### Text excerpt
The new anti‑circumvention duty effectively closes the wide‑width HRC market for Chinese exporters. However, narrower HRC (width ≤1,880mm) remains accessible, though it still carries a 23.10‑27.83% AD duty.
The situation is further complicated by China’s domestic pricing dynamics. Baosteel raised its HRC list prices by RMB 100/t ($14‑15/t) for May sales, reflecting rising raw material costs driven by Middle East geopolitical tensions. Combined with Vietnam‘s AD duties, Chinese mills face a narrowing margin for maintaining export volumes to their largest Southeast Asian market.
Strategic options for Chinese mills:
- Focus on narrow‑width HRC (≤1,880mm) for Vietnam, accepting the 23‑28% AD as the new baseline
- Shift to billet exports to Vietnam and other ASEAN countries (Indonesia, Philippines, Thailand), where demand is robust and trade barriers are lower
- Prioritise alternative Southeast Asian markets (Indonesia, Philippines) for wide‑width HRC
- Offer CFR Hai Phong pricing with transparent AD breakdown to maintain buyer trust
3.2 Alternative Suppliers: Japan, South Korea, India
The Vietnamese market has effectively opened a window for non‑Chinese HRC suppliers. Japanese, South Korean and Indian HRC are not subject to Vietnam‘s AD or anti‑circumvention duties (India was exempted from the original AD). For these exporters, the Vietnamese market has become more attractive as Chinese competition is priced out.
Key considerations for non‑Chinese suppliers:
- Japanese HRC offers stable quality but higher base prices
- South Korean HRC benefits from proximity and established trade relationships
- Indian HRC is duty‑free (MOIT’s final determination exempted India) and competitively priced, though Indian steelmakers face their own capacity constraints
3.3 Billet: The Unexpected Opportunity
Chinese billet exports to Southeast Asia have already surged. In the first two months of 2026, China‘s billet exports reached 1.77 million tonnes, up 15.95% year‑on‑year. For Chinese mills, billet offers a pathway to maintain Vietnamese market share without triggering HRC trade remedies.
Billet CFR pricing trends:
- Pre‑crisis (early March 2026): $410‑420/t CFR Southeast Asia
- Current (April 2026): $480‑490/t CFR Southeast Asia
- Drivers: Iranian supply gap + freight/insurance cost increases (18‑22% addition)

Source records:
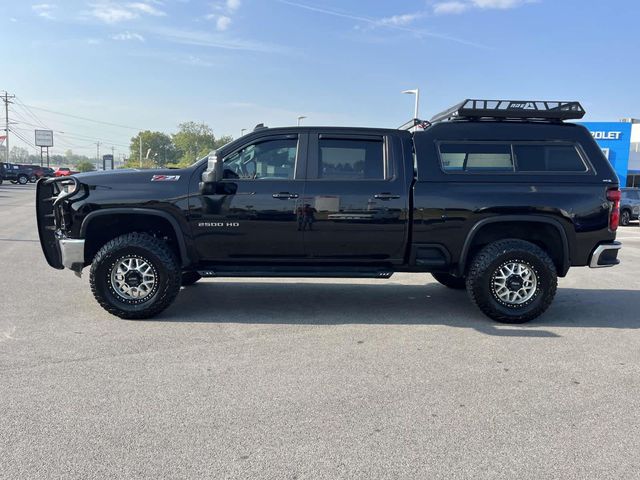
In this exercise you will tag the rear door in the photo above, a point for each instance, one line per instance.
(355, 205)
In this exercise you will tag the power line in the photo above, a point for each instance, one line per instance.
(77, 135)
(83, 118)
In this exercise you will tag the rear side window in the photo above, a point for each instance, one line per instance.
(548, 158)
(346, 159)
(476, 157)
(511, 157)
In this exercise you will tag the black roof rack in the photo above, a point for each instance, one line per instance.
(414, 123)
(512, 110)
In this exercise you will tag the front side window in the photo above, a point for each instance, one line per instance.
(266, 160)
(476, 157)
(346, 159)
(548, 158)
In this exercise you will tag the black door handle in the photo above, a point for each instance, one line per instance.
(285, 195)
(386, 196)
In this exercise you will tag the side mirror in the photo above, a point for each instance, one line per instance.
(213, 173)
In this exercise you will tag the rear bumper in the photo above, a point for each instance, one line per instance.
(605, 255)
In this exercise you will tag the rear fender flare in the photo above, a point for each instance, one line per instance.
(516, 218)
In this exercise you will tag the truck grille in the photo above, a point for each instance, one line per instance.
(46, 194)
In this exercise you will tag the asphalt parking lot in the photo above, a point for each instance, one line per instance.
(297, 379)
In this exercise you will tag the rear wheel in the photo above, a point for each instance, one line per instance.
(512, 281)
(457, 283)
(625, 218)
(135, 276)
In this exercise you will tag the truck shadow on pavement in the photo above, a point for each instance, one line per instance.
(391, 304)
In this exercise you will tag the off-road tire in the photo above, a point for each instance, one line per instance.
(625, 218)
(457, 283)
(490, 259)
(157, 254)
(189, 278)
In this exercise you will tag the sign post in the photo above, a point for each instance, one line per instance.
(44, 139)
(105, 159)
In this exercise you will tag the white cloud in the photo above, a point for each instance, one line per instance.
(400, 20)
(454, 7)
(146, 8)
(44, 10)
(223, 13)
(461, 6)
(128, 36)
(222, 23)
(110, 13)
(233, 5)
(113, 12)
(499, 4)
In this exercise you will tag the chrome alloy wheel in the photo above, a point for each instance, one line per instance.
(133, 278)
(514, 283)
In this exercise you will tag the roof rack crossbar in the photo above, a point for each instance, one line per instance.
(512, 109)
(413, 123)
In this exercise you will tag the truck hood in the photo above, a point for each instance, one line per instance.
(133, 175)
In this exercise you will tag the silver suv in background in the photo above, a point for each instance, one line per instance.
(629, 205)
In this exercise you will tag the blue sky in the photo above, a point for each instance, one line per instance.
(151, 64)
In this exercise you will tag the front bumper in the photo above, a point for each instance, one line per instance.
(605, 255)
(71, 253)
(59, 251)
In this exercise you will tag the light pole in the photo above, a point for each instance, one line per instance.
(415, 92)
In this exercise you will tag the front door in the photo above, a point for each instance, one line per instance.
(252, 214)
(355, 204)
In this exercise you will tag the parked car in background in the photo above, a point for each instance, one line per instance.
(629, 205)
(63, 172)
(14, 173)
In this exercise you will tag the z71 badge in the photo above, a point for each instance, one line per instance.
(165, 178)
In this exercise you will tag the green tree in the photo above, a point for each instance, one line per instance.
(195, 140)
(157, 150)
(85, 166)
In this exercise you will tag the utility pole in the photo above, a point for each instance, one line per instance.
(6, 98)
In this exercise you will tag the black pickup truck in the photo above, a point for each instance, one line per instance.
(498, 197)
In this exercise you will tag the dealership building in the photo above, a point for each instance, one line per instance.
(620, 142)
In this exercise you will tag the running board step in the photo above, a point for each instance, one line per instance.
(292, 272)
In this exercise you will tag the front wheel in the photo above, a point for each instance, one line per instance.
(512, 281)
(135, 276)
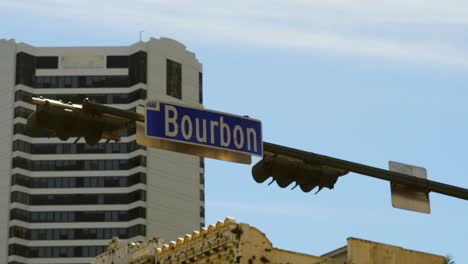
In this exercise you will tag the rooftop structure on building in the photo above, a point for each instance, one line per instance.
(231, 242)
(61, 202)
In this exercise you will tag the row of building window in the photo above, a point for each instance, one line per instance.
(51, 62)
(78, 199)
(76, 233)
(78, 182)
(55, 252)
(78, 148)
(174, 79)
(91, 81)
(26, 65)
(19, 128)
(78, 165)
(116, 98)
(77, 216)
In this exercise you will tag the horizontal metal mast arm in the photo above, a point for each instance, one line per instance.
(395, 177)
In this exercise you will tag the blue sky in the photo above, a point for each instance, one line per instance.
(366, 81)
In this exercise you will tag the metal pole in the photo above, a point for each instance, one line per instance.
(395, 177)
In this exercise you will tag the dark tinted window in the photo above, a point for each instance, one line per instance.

### List of tasks
1. Please answer these questions from the steel trade text:
(a) By how much did Baosteel raise its HRC list prices for May sales?
(b) Which country was exempted from Vietnam's original AD duty?
(c) How many tonnes of billet did China export in the first two months of 2026?
2. Carry on writing the steel trade text, starting after its final line on billet price drivers.

### Per-task answers
1.
(a) RMB 100/t ($14‑15/t)
(b) India
(c) 1.77 million tonnes, up 15.95% year‑on‑year

2.
3.4 Strategic Sales Recommendations
| Supplier Type | Target Product | Recommended Action |
|---|---|---|
| Chinese mills | Wide‑width HRC | Pause exports to Vietnam; redirect to Indonesia, Philippines, Thailand |
| Chinese mills | Narrow‑width HRC | Continue with AD‑inclusive pricing; transparent duty breakdown |
| Chinese mills | Billet | Aggressively target Vietnam and ASEAN; duty‑free, strong demand |
| Japanese/Korean/Indian mills | HRC (all widths) | Increase CFR Vietnam offers; no trade remedies, competitive window |
| Global traders | Billet | Fill Iranian supply gap with Chinese, Russian or Indian origin |
4. Broader Implications and Outlook
4.1 A Tightening Regional Trade Environment
Vietnam‘s measures are not isolated. Across Southeast Asia, trade barriers are rising:
- Indonesia: Extended AD duties on flat steel from seven countries; reviewing HRC AD measures
- Malaysia: Investigating CRC imports from China, Japan, South Korea and Vietnam
Meanwhile, the EU has reached a provisional agreement to cut steel safeguard quotas by 47% (to 18.3 million tonnes/year) and double out‑of‑quota tariffs to 50% from July 1, 2026. Combined with CBAM carbon costs (€75.36/tCO₂e), the global steel trade environment is fragmenting rapidly.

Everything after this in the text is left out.